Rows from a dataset

________________

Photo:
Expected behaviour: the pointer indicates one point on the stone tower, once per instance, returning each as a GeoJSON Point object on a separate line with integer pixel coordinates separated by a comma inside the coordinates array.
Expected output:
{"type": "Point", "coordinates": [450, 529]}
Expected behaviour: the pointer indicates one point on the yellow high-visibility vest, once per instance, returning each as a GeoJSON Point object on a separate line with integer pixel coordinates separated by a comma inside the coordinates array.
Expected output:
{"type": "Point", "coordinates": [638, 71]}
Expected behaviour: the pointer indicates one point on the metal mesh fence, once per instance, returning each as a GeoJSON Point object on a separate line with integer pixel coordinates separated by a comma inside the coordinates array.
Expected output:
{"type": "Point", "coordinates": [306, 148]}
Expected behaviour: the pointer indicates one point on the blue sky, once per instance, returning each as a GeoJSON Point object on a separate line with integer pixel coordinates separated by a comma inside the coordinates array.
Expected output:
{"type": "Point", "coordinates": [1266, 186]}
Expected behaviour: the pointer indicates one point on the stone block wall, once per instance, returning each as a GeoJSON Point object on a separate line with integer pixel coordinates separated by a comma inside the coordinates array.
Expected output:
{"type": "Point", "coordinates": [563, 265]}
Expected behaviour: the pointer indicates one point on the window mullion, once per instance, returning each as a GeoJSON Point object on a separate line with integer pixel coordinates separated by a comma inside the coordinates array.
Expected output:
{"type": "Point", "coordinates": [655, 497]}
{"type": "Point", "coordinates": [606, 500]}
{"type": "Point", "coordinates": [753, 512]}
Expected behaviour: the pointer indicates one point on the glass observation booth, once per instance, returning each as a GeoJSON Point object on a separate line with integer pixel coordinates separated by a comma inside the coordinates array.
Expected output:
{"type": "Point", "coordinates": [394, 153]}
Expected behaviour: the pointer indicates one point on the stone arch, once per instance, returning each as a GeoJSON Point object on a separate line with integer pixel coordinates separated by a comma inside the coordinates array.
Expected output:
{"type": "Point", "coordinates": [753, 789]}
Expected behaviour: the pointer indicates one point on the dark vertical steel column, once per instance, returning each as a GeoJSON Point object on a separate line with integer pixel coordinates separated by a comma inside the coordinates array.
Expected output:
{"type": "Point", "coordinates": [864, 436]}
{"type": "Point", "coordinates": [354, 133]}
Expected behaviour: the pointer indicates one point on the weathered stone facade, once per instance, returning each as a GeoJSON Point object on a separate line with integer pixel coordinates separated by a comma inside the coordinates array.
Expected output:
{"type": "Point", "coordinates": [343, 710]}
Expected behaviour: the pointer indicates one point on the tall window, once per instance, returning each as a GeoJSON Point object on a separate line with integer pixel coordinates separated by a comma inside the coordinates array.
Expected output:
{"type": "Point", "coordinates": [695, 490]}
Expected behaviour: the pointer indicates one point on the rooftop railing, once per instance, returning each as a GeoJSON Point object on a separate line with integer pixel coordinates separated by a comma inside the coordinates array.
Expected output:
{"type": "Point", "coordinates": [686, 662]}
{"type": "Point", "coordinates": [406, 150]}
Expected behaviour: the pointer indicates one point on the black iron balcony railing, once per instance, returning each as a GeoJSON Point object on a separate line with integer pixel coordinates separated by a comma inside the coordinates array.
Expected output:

________________

→ Instructions for the task:
Starting at the line that contains "on the rooftop" and ending at the last of the items, write those lines out again with "railing" swapped for "guardrail" and nothing else changed.

→ Task solution:
Expected behaviour: the pointer indicates one point on the rooftop guardrail, once per instance, returning each as a GeoJSON Point object on a separate line with integer pixel coordinates separated by a comma inside the coordinates array.
Expected output:
{"type": "Point", "coordinates": [686, 662]}
{"type": "Point", "coordinates": [406, 150]}
Expected behaviour: the pointer indicates one point on the black iron balcony guardrail, once per instance, returning each as a GeoJSON Point object on a separate line with integer pixel coordinates separated by a comma inside the coordinates array.
Expected output:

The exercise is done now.